_Given problem 1:_
Answer these questions about the co-op survey report:
(a) How many stores responded to this year's survey?
(b) What range of annual sales do the surveyed co-ops report?
(c) According to the June 1997 Natural Foods Merchandiser, what was industry (distributor) sales growth?
_Given problem 2:_ Carry on the co-op survey report, beginning after its final sentence.

_Passage:_
Our figures are based on survey responses from retail coops from across the U.S. and Canada. Only sixty-nine (69) stores responded to this year's survey. While forty-seven (68%) of them were also part of last year's database, nearly half (43) of last year's participants did not respond this year. While we think that the data compiled this year is more reliable than ever, we hope that survey participation will increase next year. There are twenty-two new participants this year, and we welcome them.

The mix of participants changed significantly as well. Very small stores are a much greater segment of the survey population base. The sales thresholds for small, medium, and large stores are slightly different this year, in order to more accurately reflect the bunching of responses received (see chart below).

 
SURVEY CATEGORIES  
  SMALL: Annual Sales Under $750,000 
With a median sales / square foot / week of $4.12, these stores account for 25 percent of all responses.
  MEDIUM: Annual Sales From $750,000 to $2,000,000 
With a median sales / square foot / week of $13.07, these stores account for 28 percent of all responses.
  LARGE: Annual Sales Over $2,000,000 
With a median sales/ square foor / week of $13.45, these stores account for 48 percent of all responses.
 
 

Cooperative Diversity

Extreme diversity characterizes the food co-ops we surveyed. They report annual sales ranging from $42,000 to $25 million and net income ranging from a loss of ($200,000) to a surplus of $690,000. Employment levels range from 1 to 265. And 40% of the co-ops own the property in which their stores are located.

To make the survey report more useful to readers from such varied stores, and to home in on factors which may characterize profitable operations, we have:

We welcome comments and suggestions for future surveys.
 

Sales: More dollars but a shrinking share

The median co-op Sales Trend is growth of 9%, up one point from the 1995 results and down one point from 1994. A couple of very strong performers pull the mean up to 14%, which is three points higher than was registered in 1995. Sales declined in some stores and, allowing for 3% inflation, were flat or down in 15% of stores.

According to the June 1997 Natural Foods Merchandiser (NFM), industry (distributor) sales growth was 25%, while same store retail growth was estimated at 15-19%, varying widely by store type and size. Of our survey respondents, only 25% exceeded the co-op mean of 14%, and 9% met or exceeded the growth rate for the natural foods industry overall. The accompanying chart plots co-op vs. natural foods industry growth since 1991. As you can see, although co-op sales are growing, we are claiming fewer of the natural food dollars that consumers spend.

Among co-ops, the fastest growth occurred in large stores, where a few stores moved or expanded. Many of these failed to make a profit in their first year after expansion. Strong growth also was recorded in the smallest stores, while the mid-size stores are having the hardest time generating gains.

Expectations for 1997 are mixed. Nearly a third expect growth of 3% (inflation) or less, while one-third expect double digit sales growth. Only a handful of stores expect to meet or exceed the natural foods market's current growth rate of 25%. (See charts, above.)

_Records provided:_
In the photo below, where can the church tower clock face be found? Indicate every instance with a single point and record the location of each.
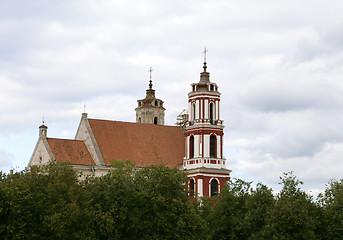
(150, 109)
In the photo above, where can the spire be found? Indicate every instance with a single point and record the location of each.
(204, 76)
(43, 129)
(205, 53)
(150, 82)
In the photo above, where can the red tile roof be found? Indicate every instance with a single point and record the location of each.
(72, 151)
(144, 144)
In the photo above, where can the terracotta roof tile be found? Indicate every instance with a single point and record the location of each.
(144, 144)
(72, 151)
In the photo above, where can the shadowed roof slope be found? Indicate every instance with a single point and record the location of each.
(72, 151)
(144, 144)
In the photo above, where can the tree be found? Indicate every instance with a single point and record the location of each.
(332, 203)
(294, 215)
(146, 203)
(239, 211)
(42, 203)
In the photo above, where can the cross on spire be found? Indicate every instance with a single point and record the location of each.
(205, 53)
(150, 82)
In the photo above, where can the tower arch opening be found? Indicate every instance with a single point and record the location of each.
(213, 146)
(214, 187)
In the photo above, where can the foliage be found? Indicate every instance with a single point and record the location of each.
(153, 203)
(332, 203)
(239, 210)
(127, 203)
(294, 215)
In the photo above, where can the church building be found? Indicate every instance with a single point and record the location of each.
(195, 145)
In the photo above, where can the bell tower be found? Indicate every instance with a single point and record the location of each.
(204, 160)
(150, 109)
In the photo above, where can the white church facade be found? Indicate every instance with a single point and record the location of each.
(194, 146)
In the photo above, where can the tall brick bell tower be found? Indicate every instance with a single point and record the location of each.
(204, 160)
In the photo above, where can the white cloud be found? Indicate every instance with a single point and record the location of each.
(278, 65)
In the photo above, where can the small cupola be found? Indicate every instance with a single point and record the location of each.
(43, 130)
(150, 109)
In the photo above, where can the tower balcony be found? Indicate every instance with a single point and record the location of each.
(192, 163)
(205, 121)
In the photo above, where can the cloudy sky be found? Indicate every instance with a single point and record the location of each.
(278, 63)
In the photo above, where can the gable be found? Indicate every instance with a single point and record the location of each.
(72, 151)
(144, 144)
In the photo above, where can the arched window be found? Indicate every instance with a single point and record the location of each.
(211, 113)
(214, 187)
(213, 143)
(191, 147)
(191, 187)
(191, 184)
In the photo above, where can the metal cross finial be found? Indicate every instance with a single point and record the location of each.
(150, 82)
(205, 53)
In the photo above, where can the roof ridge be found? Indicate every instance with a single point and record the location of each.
(134, 123)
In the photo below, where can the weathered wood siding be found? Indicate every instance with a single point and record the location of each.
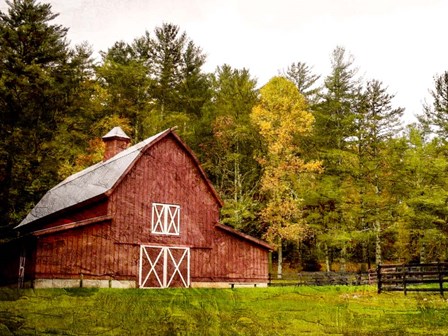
(74, 252)
(69, 253)
(166, 173)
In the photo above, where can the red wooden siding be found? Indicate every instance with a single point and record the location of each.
(165, 174)
(109, 248)
(87, 251)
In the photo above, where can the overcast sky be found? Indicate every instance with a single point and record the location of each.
(399, 42)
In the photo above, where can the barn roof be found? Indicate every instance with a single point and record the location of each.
(97, 180)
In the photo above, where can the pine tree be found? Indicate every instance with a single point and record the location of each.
(35, 73)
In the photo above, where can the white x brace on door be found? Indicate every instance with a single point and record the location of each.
(163, 266)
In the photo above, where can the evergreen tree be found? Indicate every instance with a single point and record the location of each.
(228, 144)
(301, 75)
(333, 196)
(35, 72)
(435, 115)
(376, 123)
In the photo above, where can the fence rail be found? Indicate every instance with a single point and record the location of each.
(410, 277)
(323, 279)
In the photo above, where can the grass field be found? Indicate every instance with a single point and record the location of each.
(259, 311)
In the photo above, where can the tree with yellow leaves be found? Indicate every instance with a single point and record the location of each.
(281, 118)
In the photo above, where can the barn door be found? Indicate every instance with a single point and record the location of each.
(163, 266)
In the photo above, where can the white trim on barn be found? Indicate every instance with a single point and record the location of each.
(159, 266)
(165, 219)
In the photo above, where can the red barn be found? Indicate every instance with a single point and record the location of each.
(146, 216)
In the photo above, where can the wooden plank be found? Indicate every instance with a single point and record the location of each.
(73, 225)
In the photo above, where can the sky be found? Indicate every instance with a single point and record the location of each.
(399, 42)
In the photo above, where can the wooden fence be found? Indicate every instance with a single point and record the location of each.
(323, 279)
(411, 277)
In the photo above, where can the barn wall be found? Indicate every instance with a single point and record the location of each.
(166, 173)
(68, 254)
(95, 209)
(239, 260)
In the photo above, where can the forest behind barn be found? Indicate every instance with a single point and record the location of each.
(321, 165)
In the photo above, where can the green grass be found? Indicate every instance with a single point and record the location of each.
(259, 311)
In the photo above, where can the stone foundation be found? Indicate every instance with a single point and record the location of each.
(86, 283)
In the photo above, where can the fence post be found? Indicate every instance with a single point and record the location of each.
(378, 277)
(404, 278)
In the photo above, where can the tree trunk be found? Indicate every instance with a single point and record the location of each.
(343, 260)
(378, 242)
(327, 258)
(280, 261)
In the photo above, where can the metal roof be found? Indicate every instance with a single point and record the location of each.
(88, 183)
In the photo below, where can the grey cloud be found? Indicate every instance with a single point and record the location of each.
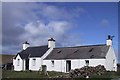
(15, 17)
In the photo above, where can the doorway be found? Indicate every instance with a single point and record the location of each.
(27, 64)
(68, 65)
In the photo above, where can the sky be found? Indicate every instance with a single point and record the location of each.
(69, 23)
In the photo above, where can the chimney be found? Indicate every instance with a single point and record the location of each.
(109, 40)
(51, 43)
(25, 45)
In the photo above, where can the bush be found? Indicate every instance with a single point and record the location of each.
(87, 71)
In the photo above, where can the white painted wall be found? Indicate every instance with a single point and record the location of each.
(37, 65)
(25, 46)
(109, 60)
(15, 63)
(60, 65)
(109, 42)
(78, 63)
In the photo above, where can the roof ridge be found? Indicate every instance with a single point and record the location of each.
(37, 46)
(81, 46)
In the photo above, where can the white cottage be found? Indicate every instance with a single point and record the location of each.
(66, 58)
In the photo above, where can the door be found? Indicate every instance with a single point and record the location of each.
(68, 65)
(27, 64)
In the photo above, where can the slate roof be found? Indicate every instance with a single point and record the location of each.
(37, 51)
(79, 52)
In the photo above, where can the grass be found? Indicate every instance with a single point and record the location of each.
(28, 74)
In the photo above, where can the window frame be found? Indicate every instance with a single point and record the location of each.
(18, 62)
(53, 63)
(33, 62)
(87, 62)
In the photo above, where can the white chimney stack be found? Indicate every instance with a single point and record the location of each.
(51, 43)
(25, 45)
(109, 40)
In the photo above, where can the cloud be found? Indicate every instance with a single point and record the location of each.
(39, 32)
(36, 22)
(105, 22)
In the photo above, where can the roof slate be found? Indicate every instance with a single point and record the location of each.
(79, 52)
(33, 52)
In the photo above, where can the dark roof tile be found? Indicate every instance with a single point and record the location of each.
(79, 52)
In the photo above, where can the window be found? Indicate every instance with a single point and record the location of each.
(91, 50)
(34, 62)
(52, 63)
(18, 62)
(87, 62)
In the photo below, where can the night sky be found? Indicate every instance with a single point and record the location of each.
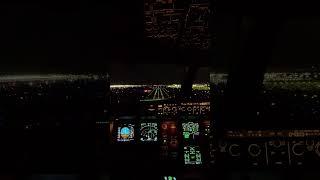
(86, 36)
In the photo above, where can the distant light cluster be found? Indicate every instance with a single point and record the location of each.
(183, 24)
(49, 77)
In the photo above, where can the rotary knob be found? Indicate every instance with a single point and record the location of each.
(298, 148)
(234, 150)
(310, 145)
(277, 143)
(317, 149)
(223, 146)
(254, 150)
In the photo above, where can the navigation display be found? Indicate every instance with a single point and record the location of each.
(125, 133)
(192, 155)
(149, 132)
(190, 130)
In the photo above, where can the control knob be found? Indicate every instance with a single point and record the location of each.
(234, 150)
(317, 148)
(254, 150)
(298, 148)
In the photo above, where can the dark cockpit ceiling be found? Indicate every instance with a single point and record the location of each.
(86, 36)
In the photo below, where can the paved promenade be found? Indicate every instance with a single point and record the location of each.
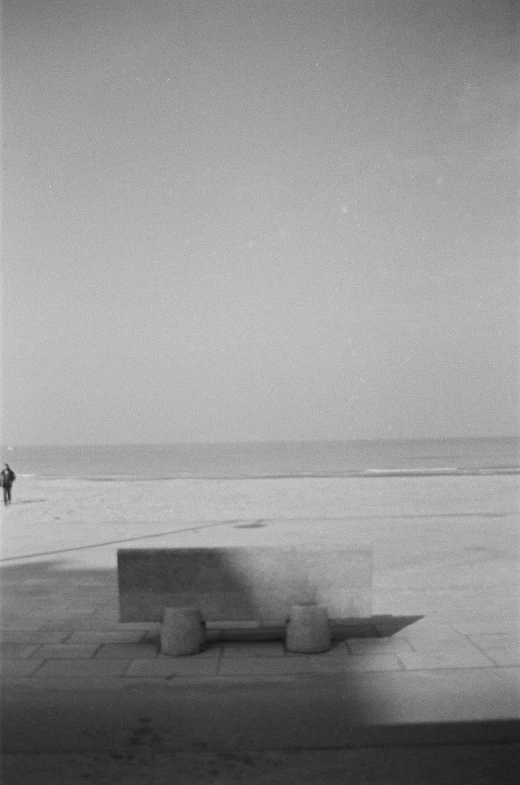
(437, 664)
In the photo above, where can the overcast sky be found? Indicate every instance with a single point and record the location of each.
(242, 220)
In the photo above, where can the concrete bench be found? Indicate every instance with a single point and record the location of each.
(253, 584)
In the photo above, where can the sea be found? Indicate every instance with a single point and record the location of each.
(267, 459)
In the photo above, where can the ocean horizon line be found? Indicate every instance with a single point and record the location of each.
(370, 440)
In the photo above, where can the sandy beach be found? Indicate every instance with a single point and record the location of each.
(445, 547)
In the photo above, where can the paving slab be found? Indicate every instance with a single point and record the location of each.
(85, 668)
(15, 651)
(250, 649)
(67, 651)
(11, 635)
(172, 666)
(126, 651)
(356, 663)
(105, 636)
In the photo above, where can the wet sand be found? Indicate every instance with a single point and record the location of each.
(445, 547)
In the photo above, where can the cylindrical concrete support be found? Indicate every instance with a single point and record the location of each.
(182, 631)
(308, 629)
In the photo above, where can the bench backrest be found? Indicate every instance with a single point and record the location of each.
(241, 583)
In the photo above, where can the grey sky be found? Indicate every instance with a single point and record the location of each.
(236, 219)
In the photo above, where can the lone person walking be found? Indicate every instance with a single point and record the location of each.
(8, 477)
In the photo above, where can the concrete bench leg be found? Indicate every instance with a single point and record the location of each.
(308, 629)
(182, 632)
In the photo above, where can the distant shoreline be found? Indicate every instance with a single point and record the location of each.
(365, 473)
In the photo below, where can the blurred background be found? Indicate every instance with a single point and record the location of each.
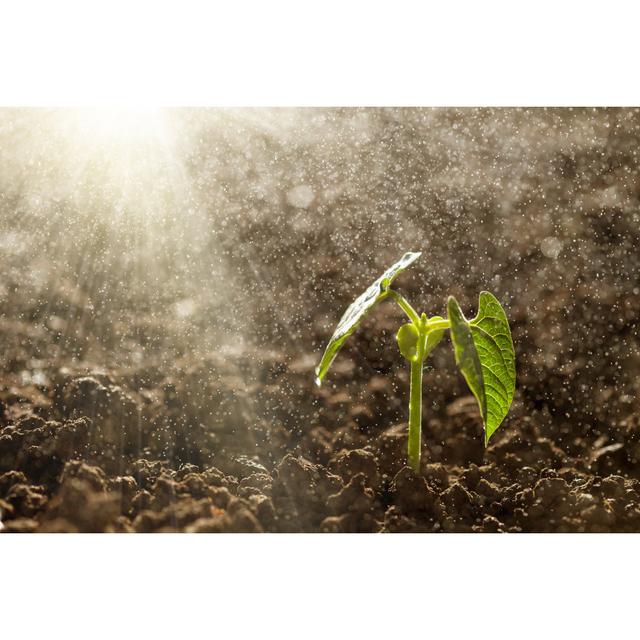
(158, 248)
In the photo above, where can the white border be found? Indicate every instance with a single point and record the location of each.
(319, 587)
(334, 52)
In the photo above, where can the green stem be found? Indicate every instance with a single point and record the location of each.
(406, 307)
(434, 325)
(415, 414)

_Exercise output 1:_
(a) Sixty-nine (69) stores.
(b) From $42,000 to $25 million.
(c) 25%.

_Exercise output 2:_
For the most part, co-op growth is same store growth, while the natural foods industry is rapidly adding new outlets. Our growth per store is admirable; in many areas the co-op remains the market leader. But quite often the co-op's local market share is declining. Our inability to expand to take advantage of market opportunities is distressing.

As the natural foods retail chains establish themselves across the country, existing co-ops will be increasingly challenged and will face limits to expansion opportunities. How can co-ops grow and continue as leaders in a market they catalyzed? Retail development must be rooted in existing co-ops via consolidation, second stores, confederation, warehouse owned stores, or under a different model. The key point is that increased growth must happen or co-ops will find themselves further marginalized in a small but thriving segment of the food industry.
 

Later, in analyzing the BALANCE SHEET, we editorialize further on the need for co-ops to work together more. But first, a look at the INCOME STATEMENT.
 
Net Income 
Sources 
  • all stores
 
 
 ALL
Net operating income
-1.9%
0.8%
1.2%
0.3%
plus: Other revenue
2.6%
0.6%
0.4%
1.0%
less: Income taxes
-0.2%
-0.3%
-0.3%
-0.3%
less: Patronage refund
-0.3%
-0.0%
-0.1%
-0.1%
Net income
0.2%
1.1%
1.2%
0.9%
  • profitable stores
     
ALL
Net operating income
2.0%
1.5%
1.8%
1.8%
plus: Other revenue
1.3%
0.6%
0.5%
0.7%
less: Income taxes
-0.3%
-0.4%
-0.4%
-0.4%
less: Patronage refund
-0.5%
-0.0%
-0.1%
-0.2%
Net income
2.5%
1.7%
1.8%
1.9%
 

Gross Margins: Jumping UP again

The Gross Margin for all stores jumped three-quarters of a point to 32.5%. That's a cumulative increase of 3.4% during six consecutive years of increase. Yet in the same period, net income is virtually unchanged.

The greatest gains are seen in the large stores, where this year's participants report margins that are 1.6% higher than last year's. Mid-size stores jump 0.6%, while small stores report a drop of 0.6%, most likely because the size cut-off was lower.

Labor Expense: Key to profitability

Labor costs continue their persistent rise. For the sixth consecutive year they have increased, rising to 19.6% of sales over the entire survey population. As always, profitable stores have lower labor costs than do non-profitable stores.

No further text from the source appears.